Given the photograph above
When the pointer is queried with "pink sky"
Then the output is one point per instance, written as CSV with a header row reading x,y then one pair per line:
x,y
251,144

======

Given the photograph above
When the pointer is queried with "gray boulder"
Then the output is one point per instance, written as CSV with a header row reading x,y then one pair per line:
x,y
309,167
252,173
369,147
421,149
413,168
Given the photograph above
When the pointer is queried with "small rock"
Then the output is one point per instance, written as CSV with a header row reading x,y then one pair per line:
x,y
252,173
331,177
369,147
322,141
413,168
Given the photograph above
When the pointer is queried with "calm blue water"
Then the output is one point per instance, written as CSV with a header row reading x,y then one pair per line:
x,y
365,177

======

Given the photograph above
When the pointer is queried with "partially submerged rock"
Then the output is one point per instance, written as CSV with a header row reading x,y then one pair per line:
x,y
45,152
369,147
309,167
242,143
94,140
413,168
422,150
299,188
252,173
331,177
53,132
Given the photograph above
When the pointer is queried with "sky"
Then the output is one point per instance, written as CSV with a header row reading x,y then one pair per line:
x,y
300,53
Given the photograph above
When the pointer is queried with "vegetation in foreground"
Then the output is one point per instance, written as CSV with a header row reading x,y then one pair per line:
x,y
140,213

======

> [Exercise description]: In the preceding records, how many lines include the word "queried"? Reply with the number only.

> [Completed exercise]: 7